>> start GIVEN DATA

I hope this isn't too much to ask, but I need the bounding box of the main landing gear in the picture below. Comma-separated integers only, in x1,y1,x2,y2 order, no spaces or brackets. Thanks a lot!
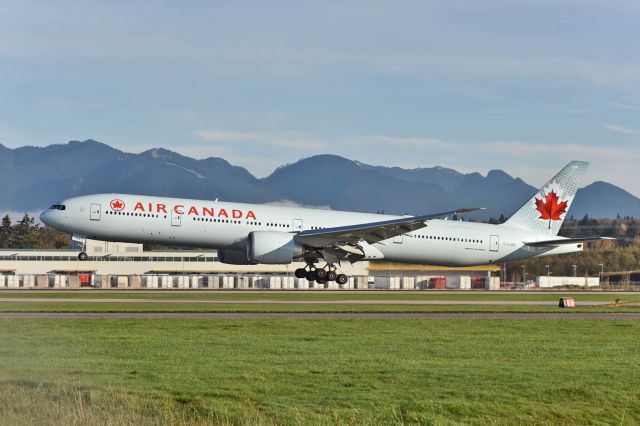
294,263,349,285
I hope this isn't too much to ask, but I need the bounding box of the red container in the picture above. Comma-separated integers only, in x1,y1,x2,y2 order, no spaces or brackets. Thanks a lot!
471,277,486,288
429,277,447,290
78,274,91,287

>> end GIVEN DATA

* _PROBLEM STATEMENT_:
Rescale the listing by writing out all of its lines again, requests included. Multiply every bounding-box coordinate in the answers by 1.65 and round to whole numbers, with halves rounded up, and leave the pictures out of the output.

* _RIGHT ANSWER_:
I hope this isn't too much to ask, but I need the bounding box of the main landing gear in the picture below. Comma-separated integers only, in x1,y1,x2,y2 order, no spaces or brackets. Thanks a lot!
485,434,576,470
I hope this isn't too much to ask, but I need the bounding box of the red container in the picture above. Comma-separated integers only, in x1,y1,x2,y2 order, no spaces or brackets. Thanks a lot!
777,457,802,475
708,457,738,479
129,452,150,474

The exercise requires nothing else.